● **GOALS**
A) Answer these from the diary entry:
(i) At what time were they going to leave in the morning?
(ii) How much did a bowl of noodles cost at lunch?
(iii) How many yuan did they save by taking the bus home instead of the train?
B) Rewrite the part of the diary entry that opens with the words "The rest of" and closes with "filling too.", replacing "noodles" with "dumplings".

● **DOCUMENT PASSAGE**
------

Uh oh the cricket is back. I heard his large body thump on something.
Better go find him, shower, wash my clothes, and get into bed so I can
be rested for tomorrow. Peace!

Found him! Time to command and conquer!

Friday august 13

The world was blanketed in fog when I peeled myself out of bed this
morning. I could only hear the chatter coming from the direction of
the dining room, but I could barely make out the people. I ate in a
groggy state. That's what I get for staying up too late again. After
eating I went to lie back down until just before we were going to
leave at 8. Rena knocked on my door early, and she and Heidi were
ready to go, so I got ready and dashed out the door. And thus began
our day.

We caught one of the guys as he was driving the van out the gate so we
hitched a ride to the bus. I thought Chinese taxi drivers were crazy.
Talk about a real life video game of dodging
people, cars, and motor cycles while weaving in and out of massive
trucks carrying whatever full up to the brim. And I learned that you
don't have to drive on your side of the road. Good to know. The bus
was leaving so our driver cut across the oncoming lane and parked
right in front of the bus. We scampered out and hopped on.

The bus took us to the other bus. Wow, if I never bounce again in my
life it'll be way too soon. We were under the impression that not only
was this bus cheaper, but it was also faster. About the only redeeming
quality was the aircon. The bus bouned and bounced and weaves through
traffic up the hill in the fog next to a cliff. I paid two bucks for a
2 hour long half broken amusement park ride on which I was sure I'd die.

Anyways, we didn't die. We made it to the outskirts of Zhengzhou. We
hopped off the bounce land and onto a city bus which we rode right to
the foot of the shopping centers.

The rest of the day was spent going up and down, in and out of
buildings and shops. The purchases were the heaviest things of my life! I bought a tote style bag in which to carry them so I could take them on the plane. I think
I still have a shoulder. Rena helped me carry it.

Rena's brother met us there. He studies and works in Zhengzhou. He
took us to a place for lunch. 50 cents for a bowl of noodles. It was
filling too.

After lunch we shopped some more. Heidi bought a bag, rena bought a
shirt and a hat, and I browsed and wanted to buy lots. I refrained.
Partly because I knew I'd have to carry it.

We tried to take the train home but the next train wasn't until 6:30
which we deemed too late. As it turned out, we rode the crowded city
bus for an hour and got on the highway bus at 6:30. BUT we saved 8
yuan. Rena was happy about that.

We made it home despite the fact that a thunderstorm started and again
I thought we'd die. For a bit we drove on a small incline and the hill
next to us had turned into a muddy river. There was literally fast
flowing water up to the curb overflowing onto the grass and gushing
out of the man holes. One van was trying to drive in it
and all I could say was good luck Sparky. Another motorcycle acted
surprised when he got splashed. I thought "dude, the sky is gushing
and your driving next to a puddle the size of Texas driving an open
vehicle with monster trucks all around you. Let's think about this
one." then there were the ghost riders on their motor cycles heads and
bodies covered in black ponchos speeding down the highway in the rain.

------

● **DATA SECTION**

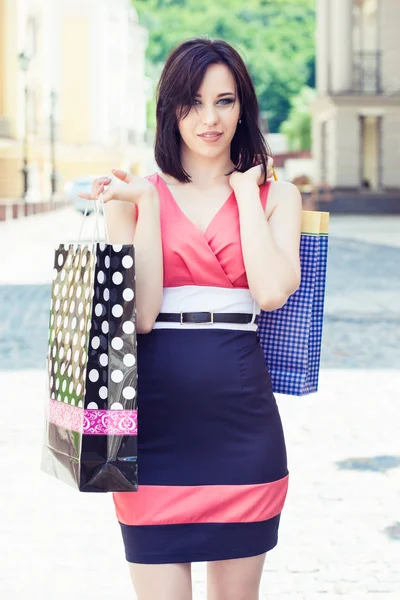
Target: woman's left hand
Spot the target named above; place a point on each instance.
(254, 174)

------

● **IN RESPONSE**
A)
(i) 8
(ii) 50 cents
(iii) 8 yuan

B)
The rest of the day was spent going up and down, in and out of
buildings and shops. The purchases were the heaviest things of my life! I bought a tote style bag in which to carry them so I could take them on the plane. I think
I still have a shoulder. Rena helped me carry it.

Rena's brother met us there. He studies and works in Zhengzhou. He
took us to a place for lunch. 50 cents for a bowl of dumplings. It was
filling too.